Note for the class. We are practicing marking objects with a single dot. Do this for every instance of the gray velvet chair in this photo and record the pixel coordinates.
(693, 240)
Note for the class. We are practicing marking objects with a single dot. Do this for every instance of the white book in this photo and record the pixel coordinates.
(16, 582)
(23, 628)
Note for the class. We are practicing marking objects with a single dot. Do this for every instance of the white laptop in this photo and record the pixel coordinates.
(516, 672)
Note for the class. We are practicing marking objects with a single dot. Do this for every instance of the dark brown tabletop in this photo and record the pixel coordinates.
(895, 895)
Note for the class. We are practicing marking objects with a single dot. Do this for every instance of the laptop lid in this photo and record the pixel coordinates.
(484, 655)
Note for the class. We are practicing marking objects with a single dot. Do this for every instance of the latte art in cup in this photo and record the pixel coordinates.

AIM OF THE TASK: Exact retyping of all the entries is required.

EXERCISE RESULT:
Note for the class. We are practicing marking objects with a single dot. Do this for every instance of the gray velvet chair in this photo and record the pixel coordinates.
(693, 240)
Note for the class. We are practicing marking objects with a single dot. Do this for every instance of the white book in this photo and record the pixel coordinates.
(16, 582)
(23, 628)
Note for the class. We are practicing marking objects with a single dot. Do this for every instance of the white laptop in this photo and record the pixel coordinates.
(516, 672)
Note for the class. We are practicing marking objects with a single dot. Do this for every instance of the dark brown tabletop in this photo and record the pixel coordinates.
(895, 895)
Note for the class. We are practicing marking objects with a single dot. Do this for every instance of the laptop lid in this photo and record the pixel coordinates.
(484, 655)
Note for the class. We are practicing marking objects with a single dot. Do this for every instance of the latte art in cup in this photo and record the pixel coordinates.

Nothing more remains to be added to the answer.